Your assignment
Copy the listing below line for line, starting at its first line and ending with the line that has "Phrase: tree" in it. Add nothing.

Entries shown

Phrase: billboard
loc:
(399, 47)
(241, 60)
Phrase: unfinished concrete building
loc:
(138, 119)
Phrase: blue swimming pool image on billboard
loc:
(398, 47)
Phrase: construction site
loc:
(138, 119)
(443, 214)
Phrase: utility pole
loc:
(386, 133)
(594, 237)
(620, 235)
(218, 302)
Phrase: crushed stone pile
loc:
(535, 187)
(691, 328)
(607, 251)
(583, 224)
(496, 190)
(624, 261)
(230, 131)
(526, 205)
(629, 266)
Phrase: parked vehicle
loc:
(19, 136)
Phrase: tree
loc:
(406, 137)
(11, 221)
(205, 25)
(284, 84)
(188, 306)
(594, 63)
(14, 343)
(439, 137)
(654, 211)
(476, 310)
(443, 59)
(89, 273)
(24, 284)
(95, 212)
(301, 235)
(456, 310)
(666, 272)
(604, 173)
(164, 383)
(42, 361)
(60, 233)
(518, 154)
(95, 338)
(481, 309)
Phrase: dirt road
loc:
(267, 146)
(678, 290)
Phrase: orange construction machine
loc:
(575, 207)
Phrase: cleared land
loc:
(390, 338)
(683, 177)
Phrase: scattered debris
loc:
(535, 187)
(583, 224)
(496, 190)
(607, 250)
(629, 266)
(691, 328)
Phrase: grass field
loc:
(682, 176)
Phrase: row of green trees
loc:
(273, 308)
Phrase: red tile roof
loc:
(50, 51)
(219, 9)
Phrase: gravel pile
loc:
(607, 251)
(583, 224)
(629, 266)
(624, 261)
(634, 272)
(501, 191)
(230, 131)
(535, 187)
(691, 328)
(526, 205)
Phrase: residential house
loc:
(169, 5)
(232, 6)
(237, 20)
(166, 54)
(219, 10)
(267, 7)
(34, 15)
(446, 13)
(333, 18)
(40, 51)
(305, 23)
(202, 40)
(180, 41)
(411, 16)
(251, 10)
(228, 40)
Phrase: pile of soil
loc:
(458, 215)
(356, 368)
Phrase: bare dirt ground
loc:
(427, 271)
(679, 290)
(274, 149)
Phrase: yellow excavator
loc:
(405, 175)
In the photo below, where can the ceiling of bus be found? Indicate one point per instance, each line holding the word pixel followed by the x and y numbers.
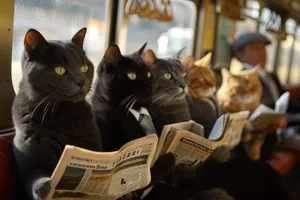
pixel 288 8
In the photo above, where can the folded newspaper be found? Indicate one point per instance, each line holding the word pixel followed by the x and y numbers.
pixel 264 116
pixel 84 174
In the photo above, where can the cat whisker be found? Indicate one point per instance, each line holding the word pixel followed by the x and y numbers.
pixel 126 99
pixel 45 99
pixel 133 102
pixel 48 106
pixel 54 107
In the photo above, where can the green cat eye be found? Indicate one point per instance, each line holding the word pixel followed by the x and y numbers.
pixel 84 68
pixel 149 75
pixel 168 76
pixel 60 70
pixel 131 75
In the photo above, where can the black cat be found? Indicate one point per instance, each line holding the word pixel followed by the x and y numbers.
pixel 50 110
pixel 123 86
pixel 123 92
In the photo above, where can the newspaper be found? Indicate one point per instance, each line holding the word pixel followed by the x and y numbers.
pixel 187 142
pixel 264 116
pixel 189 145
pixel 84 174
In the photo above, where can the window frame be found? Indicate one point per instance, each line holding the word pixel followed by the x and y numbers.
pixel 6 43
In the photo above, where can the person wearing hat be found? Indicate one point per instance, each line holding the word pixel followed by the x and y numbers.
pixel 250 49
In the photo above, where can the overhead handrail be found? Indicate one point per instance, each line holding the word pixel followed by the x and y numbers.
pixel 162 11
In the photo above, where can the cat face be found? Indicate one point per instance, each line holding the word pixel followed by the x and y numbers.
pixel 240 91
pixel 170 79
pixel 56 70
pixel 126 79
pixel 202 78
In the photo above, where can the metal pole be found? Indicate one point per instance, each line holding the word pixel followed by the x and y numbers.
pixel 216 31
pixel 277 56
pixel 291 60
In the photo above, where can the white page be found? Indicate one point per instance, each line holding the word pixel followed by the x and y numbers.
pixel 282 103
pixel 217 131
pixel 259 110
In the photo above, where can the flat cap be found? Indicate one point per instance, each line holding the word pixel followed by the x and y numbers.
pixel 249 38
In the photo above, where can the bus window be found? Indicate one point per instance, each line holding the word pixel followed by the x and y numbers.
pixel 247 25
pixel 295 68
pixel 59 20
pixel 271 48
pixel 285 51
pixel 163 37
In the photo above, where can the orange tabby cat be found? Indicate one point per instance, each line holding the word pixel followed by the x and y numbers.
pixel 202 78
pixel 240 91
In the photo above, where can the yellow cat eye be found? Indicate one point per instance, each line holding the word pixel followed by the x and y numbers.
pixel 84 68
pixel 60 70
pixel 149 75
pixel 131 75
pixel 168 76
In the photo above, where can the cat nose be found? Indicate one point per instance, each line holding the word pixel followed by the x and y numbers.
pixel 181 84
pixel 80 83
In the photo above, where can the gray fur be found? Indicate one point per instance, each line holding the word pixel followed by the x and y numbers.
pixel 168 100
pixel 50 110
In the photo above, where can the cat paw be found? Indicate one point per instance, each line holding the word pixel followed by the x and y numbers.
pixel 41 188
pixel 221 154
pixel 216 194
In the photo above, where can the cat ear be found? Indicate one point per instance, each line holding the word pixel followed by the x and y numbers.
pixel 149 57
pixel 188 62
pixel 141 51
pixel 225 73
pixel 204 61
pixel 180 53
pixel 256 69
pixel 34 43
pixel 78 38
pixel 112 54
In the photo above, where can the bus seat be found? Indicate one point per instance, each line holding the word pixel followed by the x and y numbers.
pixel 282 161
pixel 6 166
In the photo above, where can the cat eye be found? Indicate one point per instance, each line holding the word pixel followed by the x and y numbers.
pixel 84 68
pixel 149 75
pixel 131 75
pixel 60 70
pixel 168 76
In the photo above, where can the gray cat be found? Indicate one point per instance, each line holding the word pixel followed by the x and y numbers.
pixel 50 110
pixel 170 87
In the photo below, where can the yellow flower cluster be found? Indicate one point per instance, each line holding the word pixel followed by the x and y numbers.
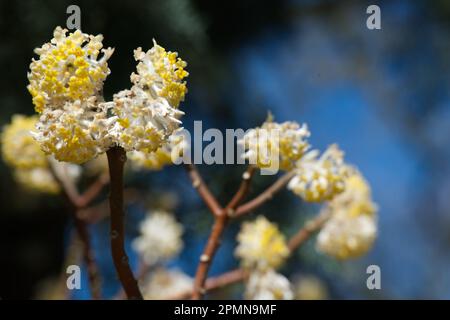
pixel 76 125
pixel 276 144
pixel 68 69
pixel 319 178
pixel 352 228
pixel 261 245
pixel 148 113
pixel 163 156
pixel 268 285
pixel 76 133
pixel 22 152
pixel 161 72
pixel 19 149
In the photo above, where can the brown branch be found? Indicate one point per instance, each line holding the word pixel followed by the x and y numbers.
pixel 207 256
pixel 213 243
pixel 265 196
pixel 93 191
pixel 116 161
pixel 142 271
pixel 71 193
pixel 243 189
pixel 88 254
pixel 203 190
pixel 239 274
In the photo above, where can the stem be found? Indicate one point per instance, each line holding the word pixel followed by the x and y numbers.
pixel 207 256
pixel 265 196
pixel 116 161
pixel 71 193
pixel 239 274
pixel 88 254
pixel 203 190
pixel 220 222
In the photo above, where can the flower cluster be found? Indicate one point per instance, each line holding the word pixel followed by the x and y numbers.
pixel 148 114
pixel 76 125
pixel 262 248
pixel 352 228
pixel 268 285
pixel 75 133
pixel 23 153
pixel 261 245
pixel 163 156
pixel 19 149
pixel 319 178
pixel 275 144
pixel 68 69
pixel 160 238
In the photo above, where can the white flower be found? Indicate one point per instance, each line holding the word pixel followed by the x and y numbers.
pixel 143 122
pixel 319 178
pixel 166 155
pixel 163 284
pixel 352 228
pixel 76 133
pixel 275 144
pixel 309 287
pixel 37 179
pixel 268 285
pixel 347 237
pixel 160 238
pixel 261 245
pixel 68 69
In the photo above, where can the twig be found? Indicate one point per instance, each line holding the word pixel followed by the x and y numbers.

Result of the exercise
Phrase: billboard
loc:
(399, 47)
(241, 60)
Phrase: unfinished concrete building
loc:
(138, 119)
Phrase: blue swimming pool image on billboard
loc:
(398, 47)
Phrase: construction site
loc:
(138, 119)
(443, 214)
Phrase: utility pole
loc:
(386, 133)
(594, 237)
(620, 235)
(218, 302)
Phrase: crushed stone pile
loc:
(535, 187)
(691, 328)
(607, 251)
(583, 224)
(496, 190)
(624, 261)
(230, 131)
(526, 205)
(629, 266)
Phrase: parked vehicle
loc:
(19, 136)
Phrase: tree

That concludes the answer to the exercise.